Selected excerpt

Over the flows

personal space about software engineering


Test a ftp data pipeline with pytest & docker

System integration tests are difficult to write, difficult to run in a continuous integration platform.

That’s behind us. I will convince you that they are easier to write and run in a continuous integration platform than you might think. We are going to write together the system integration tests of a data pipeline that downloads data from open weather and deposits it on an ftp server.

ETL Architecture

Fixtup is an open source python library for testing a python application beyond code boundaries. It manages the creation of disposable environments and is compatible with all modern CI platforms that support docker-compose such as gitlab ci, github action, etc… The library works with pytest and unittest and runs on linux, macOS and windows.

At the end of this article, you will know how to test a data pipeline in python with pytest and fixtup, how to write system integration tests which verify the behavior of your code on the external resources and will reduce the apprehension of the next developer who will have to upgrade your stack …

Ftp server still here in 2022

The integration of data to an ftp server is omnipresent in the industry, even in 2022. An FTP server is an easy to operate, robust and easy to deploy solution for sharing data. Everyone knows how to connect, read and write to an FTP server.

FTP Server still here

No standard has managed to relegate it to the closet. The FTP protocol works rather in synergy with its replacements, for example cloud storage solutions like AWS S3, Azure Blob storage or Google Cloud Storage.

In this article, the data pipeline will be an ETL that regularly publishes a dataset to an ftp server.

Write a data pipeline

This data pipeline retrieves wind and humidity every minute from the Open Weather API for the city of Lyon in France and publishes them every 10 minutes on an ftp in the form of a csv file.

ok wind_speed humidity
2022-03-11T12:01 1 15 0.1
2022-03-11T12:02 1 13 4
2022-03-11T12:08 0
2022-03-11T12:09 1 4 4.1
2022-03-11T12:09 1 4 4.1

It exports a csv file every 10 minutes. It writes the file with a name in the form file-2022-03-11T12-10.csv for the increment between 03/11/2022 between 12:01 and 12:10. A file does not change once it has been written.

Test the data producer with a real ftp server

System integration tests validate the behavior of a module with an external system and can check the non-regression of the library over time.

Written exercise a
Please output the part of the ftp pipeline testing post that runs from "Test the data" up to and including "library over time.", copied word for word.

Exercise inputs
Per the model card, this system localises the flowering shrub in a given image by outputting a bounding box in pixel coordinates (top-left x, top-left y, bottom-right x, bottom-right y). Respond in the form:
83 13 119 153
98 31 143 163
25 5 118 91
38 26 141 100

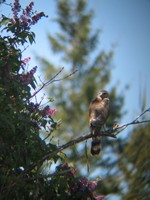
0 0 103 199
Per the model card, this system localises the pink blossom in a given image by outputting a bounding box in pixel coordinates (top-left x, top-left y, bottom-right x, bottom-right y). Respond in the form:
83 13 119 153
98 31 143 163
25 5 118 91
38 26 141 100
88 181 97 191
95 195 105 200
42 106 57 117
70 168 77 175
62 163 68 169
22 57 31 64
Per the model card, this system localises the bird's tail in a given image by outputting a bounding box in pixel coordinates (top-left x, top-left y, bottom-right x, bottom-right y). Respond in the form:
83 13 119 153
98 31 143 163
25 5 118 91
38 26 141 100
91 129 101 156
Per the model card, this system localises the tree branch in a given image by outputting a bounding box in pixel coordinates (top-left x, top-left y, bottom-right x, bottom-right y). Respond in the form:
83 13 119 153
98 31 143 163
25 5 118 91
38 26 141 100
30 67 78 99
8 108 150 189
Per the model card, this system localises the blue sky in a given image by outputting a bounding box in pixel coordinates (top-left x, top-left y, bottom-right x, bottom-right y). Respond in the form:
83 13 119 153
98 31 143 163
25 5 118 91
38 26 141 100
0 0 150 128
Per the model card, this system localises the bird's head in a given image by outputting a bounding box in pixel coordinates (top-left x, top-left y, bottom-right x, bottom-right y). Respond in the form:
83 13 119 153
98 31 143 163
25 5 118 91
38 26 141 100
98 90 109 99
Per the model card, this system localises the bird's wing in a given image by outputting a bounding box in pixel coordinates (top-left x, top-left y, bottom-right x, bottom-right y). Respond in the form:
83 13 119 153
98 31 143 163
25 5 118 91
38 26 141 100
89 97 109 127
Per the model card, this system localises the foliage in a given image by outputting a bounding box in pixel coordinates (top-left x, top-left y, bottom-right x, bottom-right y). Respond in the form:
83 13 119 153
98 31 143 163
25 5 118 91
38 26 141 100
0 0 102 199
38 0 124 195
119 124 150 199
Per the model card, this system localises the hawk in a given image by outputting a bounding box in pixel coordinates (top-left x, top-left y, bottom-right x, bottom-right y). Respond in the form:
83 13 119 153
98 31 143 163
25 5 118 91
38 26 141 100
89 90 109 155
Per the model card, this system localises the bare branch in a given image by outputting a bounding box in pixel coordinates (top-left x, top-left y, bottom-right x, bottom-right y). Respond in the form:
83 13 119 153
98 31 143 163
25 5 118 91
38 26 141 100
11 108 150 186
25 108 150 171
30 67 78 99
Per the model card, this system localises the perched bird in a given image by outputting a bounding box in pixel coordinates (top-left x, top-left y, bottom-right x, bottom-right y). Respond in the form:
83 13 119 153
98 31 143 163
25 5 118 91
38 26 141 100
89 90 109 155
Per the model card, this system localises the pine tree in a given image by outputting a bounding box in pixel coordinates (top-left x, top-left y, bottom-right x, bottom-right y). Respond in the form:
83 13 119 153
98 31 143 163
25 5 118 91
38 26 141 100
119 125 150 200
40 0 124 194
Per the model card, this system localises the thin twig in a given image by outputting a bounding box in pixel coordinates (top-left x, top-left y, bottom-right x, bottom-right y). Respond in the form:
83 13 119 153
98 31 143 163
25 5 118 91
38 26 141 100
30 67 78 99
3 108 150 192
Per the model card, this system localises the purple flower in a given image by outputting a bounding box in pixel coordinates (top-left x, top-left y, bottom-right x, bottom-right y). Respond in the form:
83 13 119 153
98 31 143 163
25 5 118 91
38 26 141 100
12 0 21 18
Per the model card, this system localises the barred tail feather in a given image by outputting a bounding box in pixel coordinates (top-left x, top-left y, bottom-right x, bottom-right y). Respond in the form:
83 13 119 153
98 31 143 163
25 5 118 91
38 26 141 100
91 128 101 156
91 136 101 156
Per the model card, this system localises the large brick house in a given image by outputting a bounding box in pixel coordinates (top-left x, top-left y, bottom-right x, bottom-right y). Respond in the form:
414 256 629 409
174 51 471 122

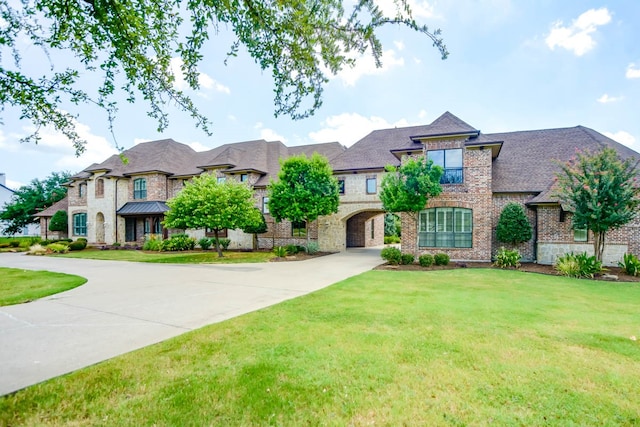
46 112 640 264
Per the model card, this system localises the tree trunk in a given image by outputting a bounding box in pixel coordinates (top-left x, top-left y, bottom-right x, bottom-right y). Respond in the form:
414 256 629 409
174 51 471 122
213 228 224 258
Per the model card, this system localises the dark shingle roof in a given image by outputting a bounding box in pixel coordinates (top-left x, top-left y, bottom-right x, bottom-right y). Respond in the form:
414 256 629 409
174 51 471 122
116 201 169 215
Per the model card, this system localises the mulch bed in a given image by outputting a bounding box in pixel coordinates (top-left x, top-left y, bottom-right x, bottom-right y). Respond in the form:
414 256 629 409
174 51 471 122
375 262 640 282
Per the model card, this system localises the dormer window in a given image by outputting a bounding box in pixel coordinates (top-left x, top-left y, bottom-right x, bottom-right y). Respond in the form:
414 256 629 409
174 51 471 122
427 148 463 184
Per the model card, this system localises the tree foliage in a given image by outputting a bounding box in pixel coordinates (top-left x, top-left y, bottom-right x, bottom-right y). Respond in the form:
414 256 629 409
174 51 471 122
0 0 448 153
49 210 69 233
164 174 260 257
269 153 340 244
556 148 640 261
0 172 71 234
496 203 533 245
380 157 443 214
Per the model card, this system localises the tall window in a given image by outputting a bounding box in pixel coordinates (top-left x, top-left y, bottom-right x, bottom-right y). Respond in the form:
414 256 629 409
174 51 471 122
96 178 104 197
73 213 87 236
133 178 147 199
291 221 307 237
418 208 473 248
427 148 463 184
367 178 378 194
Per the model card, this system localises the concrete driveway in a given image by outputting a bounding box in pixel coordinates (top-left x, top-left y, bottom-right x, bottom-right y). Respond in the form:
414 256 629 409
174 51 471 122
0 249 382 395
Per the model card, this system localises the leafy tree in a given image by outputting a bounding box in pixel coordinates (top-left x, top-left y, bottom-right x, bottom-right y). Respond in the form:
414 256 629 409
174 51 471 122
163 174 260 257
269 153 340 246
49 210 69 233
0 172 71 234
0 0 448 153
556 148 640 261
496 203 533 245
242 208 267 251
380 157 443 254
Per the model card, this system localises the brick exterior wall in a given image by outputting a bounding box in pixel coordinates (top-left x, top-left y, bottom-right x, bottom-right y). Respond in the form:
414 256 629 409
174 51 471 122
400 139 493 261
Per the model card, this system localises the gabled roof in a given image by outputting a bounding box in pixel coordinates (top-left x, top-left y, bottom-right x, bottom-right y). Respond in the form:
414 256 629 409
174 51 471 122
33 196 69 218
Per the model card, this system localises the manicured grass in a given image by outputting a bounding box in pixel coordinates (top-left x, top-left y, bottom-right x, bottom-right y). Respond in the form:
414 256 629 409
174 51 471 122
0 267 87 306
54 249 274 264
0 269 640 426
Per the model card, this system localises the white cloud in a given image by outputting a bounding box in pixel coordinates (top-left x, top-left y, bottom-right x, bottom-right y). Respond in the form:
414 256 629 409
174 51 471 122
598 93 624 104
171 57 231 95
545 7 611 56
603 130 636 148
309 113 410 146
335 50 404 86
625 63 640 79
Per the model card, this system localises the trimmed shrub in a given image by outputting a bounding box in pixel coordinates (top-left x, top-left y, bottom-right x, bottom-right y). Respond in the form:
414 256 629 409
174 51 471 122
554 252 602 279
305 242 320 255
380 246 402 265
400 254 416 265
433 253 451 265
618 254 640 276
493 248 522 268
47 242 69 254
273 246 287 258
418 254 433 267
198 237 213 251
285 245 299 255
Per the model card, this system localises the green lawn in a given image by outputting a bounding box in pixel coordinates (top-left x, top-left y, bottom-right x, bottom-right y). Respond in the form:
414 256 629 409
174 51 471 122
0 269 640 426
53 249 274 264
0 267 87 306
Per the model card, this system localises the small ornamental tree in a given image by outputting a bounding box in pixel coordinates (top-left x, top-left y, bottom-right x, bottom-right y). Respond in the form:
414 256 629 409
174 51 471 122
380 157 443 255
269 153 340 247
556 148 640 261
49 210 69 233
242 208 267 251
163 174 260 257
496 203 533 245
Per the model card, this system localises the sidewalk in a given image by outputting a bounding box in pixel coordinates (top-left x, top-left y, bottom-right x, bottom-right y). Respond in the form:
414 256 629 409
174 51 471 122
0 248 383 395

Written exercise b
Return the lines of the rows above from the line with "Per the model card, this system localises the tree foliage" up to and including the line with "380 157 443 214", unchanged.

Correct result a
Test the data producer with a real ftp server

System integration tests validate the behavior of a module with an external system and can check the non-regression of the library over time.

Correct result b
Per the model card, this system localises the tree foliage in a given image by outputting a bounding box in pixel coordinates (top-left x, top-left y, bottom-right x, bottom-right y). Respond in the form:
414 256 629 409
174 51 471 122
0 0 448 153
49 210 69 233
164 174 260 257
269 153 340 244
556 148 640 261
0 172 71 234
496 203 533 245
380 157 443 214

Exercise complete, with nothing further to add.